▶ Excerpt:

◆ ◆ ◆ ◆

Your sister Marcelline would recall that your parents had been "shocked and horrified" by the book that they returned to the publishers. Your father, on the other hand, would simply share with you his lament of not having seen or been able to read any of what you were publishing. It's a confusing message at best.

Through the influence and friendships of the likes of Ernest Walsh and Ethel Moorhead you will continue to grow and develop your capacity to convey those feelings of actual life and the scenes that will bring your stories alive. You write to Ernest Walsh on April 6, 1925, "You certainly can make a man feel good when you write about - The Undefeated. Picks me up. Makes me feel it's worth while working. And I need it."

Keep at it, my friend. Your capacity for finding expression and engaging others through your writing is growing stronger all the time. Every journey begins with the first step, and yours is a worthwhile one, to be sure.

Warmest Regards,
Betsy

Thursday, October 13, 2016

THE EARLY YEARS WITH HADLEY IN EUROPE



Ernest Hemingway and Elizabeth Hadley Richardson 
with friends at a cafe, Pamplona, Spain, summer 1925
Dearest Hem,

My apologies for not writing for awhile. I too have been having adventures, having just returned from Kenya. It was an amazing trip - like being swept up in a tornado force wind and blown to the other side of the world; tossed about and exposed to experiences, people, and places I had no idea of; and then rough, raw and changed, deposited back into a life that is so opposite of all that I experienced in Kenya.

It seems impossible that one can't forever be changed by such experiences. I get that Oak Park, Illinois is a far cry from the creativity and freedom you have found in Paris and Europe. You write your mother of your first year abroad with Hadley, on January 10, 1923, "Last year seems pretty full. In Paris, Switzerland, Paris, Genoa, Switzerland, Italy again, The Black Forest, The Rhineland down to the Vendee to see Clemenceau, the Balkans, Constantinople the Near East, home again to Paris, a trip through Burgundy for the wine sale, down to Lausanne; and now here in the Alps where we were this time last year.

This summer we are going to Norway - we plan, wonderful wild country, pine forests and great trout streams. They say it's the finest part of Europe." 

Hem, so very sorry to hear about the loss of your early manuscripts while in transit from the States. Such an awful loss and I can imagine the disappointment as you are challenged to revisit your subjects and replace your collection of memories, thoughts, and related prose and poetry.

◆ ◆ ◆ ◆

[Saved data entries]
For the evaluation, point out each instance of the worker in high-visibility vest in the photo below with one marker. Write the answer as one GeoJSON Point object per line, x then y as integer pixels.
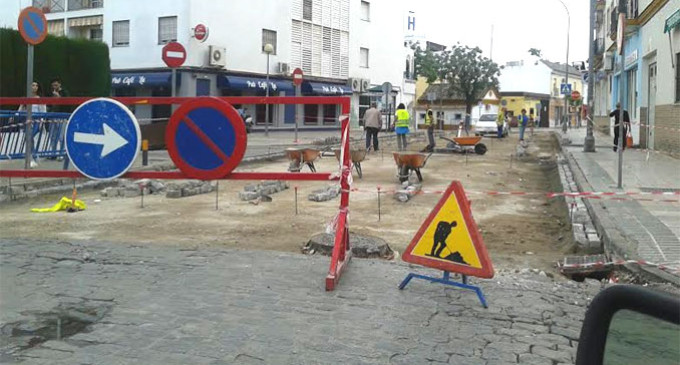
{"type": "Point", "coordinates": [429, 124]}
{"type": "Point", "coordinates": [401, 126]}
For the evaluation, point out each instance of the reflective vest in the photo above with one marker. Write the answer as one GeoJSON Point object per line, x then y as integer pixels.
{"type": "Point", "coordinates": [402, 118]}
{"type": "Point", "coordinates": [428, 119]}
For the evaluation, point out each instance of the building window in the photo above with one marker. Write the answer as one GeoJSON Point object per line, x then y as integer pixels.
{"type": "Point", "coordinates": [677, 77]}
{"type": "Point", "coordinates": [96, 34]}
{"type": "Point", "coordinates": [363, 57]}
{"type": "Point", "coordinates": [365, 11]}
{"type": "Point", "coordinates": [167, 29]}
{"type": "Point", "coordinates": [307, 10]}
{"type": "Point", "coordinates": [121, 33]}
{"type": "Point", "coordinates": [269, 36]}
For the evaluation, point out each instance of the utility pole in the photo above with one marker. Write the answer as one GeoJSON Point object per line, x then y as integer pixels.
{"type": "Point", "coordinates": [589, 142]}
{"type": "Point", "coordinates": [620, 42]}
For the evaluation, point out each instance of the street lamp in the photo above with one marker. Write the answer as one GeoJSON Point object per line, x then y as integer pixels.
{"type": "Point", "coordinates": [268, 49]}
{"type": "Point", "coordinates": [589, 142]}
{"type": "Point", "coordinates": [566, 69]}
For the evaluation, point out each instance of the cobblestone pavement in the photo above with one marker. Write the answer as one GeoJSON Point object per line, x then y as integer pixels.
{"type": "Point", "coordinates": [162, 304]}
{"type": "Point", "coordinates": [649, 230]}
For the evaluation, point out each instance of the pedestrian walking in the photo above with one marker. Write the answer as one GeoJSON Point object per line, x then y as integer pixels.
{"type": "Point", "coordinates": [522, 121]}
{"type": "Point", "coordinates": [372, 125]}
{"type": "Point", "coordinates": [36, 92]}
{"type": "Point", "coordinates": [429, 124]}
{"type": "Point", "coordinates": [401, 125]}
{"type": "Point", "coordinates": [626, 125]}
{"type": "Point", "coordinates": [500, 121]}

◆ ◆ ◆ ◆

▶ Tasks:
1/ In the letters to Hemingway, what date is given for his letter to Ernest Walsh about "The Undefeated"?
2/ Carry the letter to Hemingway forward, starting after its final sentence about the lost manuscripts.

▶ Answers to the exercises:
1/ April 6, 1925.

2/
In your letter to Ezra Pound, dated January 23, 1923 you write, "You, naturally, would say, 'Good' etc. But don't say it to me. I aint yet reached that mood. I worked 3 years on the damn stuff. Some like that Paris 1922 I fancied." (These particular manuscripts were a series of observations during his first months in Paris. These were believed to either have survived the theft or were recreated at a later date.) 

Ezra's consoling you about your loss may offer some value, in hind sight. In his letter of January 27, 1923, Ezra calls the loss of your work an "act of Gawd" and advises you to begin rewriting the parts you could remember, as "memory is the best critic."

Hem, I really enjoy your lengthy letter to your friend Bill Horne. You wrote this while traveling with Hadley in Italy and Spain and it contains the stuff that validates your life of immersion.  You write, "I saw Mussolini in Milan and had a long interview with him and wrote 3 articles predicting the Fascist seizing the Govt. And we flew to Strasbourg and hiked all through the Black Forest and fished for trout caught lots of lived in little Inns and loved each other and came down the Rhine from Frankfurt to Cologne and visited Chink and came back to Paris - and saw Siki nearly kill Carpentier and I got a cable for the Star to go to Constantinople and went and was with the Greek Army in the big retreat - and three weeks in Constant itself - 3 very fine weeks when just as it was getting light you'd all get into a car and drive out to the Bosphorous to see the sun rise and sober up and wonder whether there was going to be a war that would set the whole world on fire again -"

Dear Hem, you have a case of full blown full immersion and you have life by the tail. I can't wait to hear what comes next. If I haven't said it before, thank you for your letters. Their content has lent a breadth and depth to you that I could not have gleaned from your creative works.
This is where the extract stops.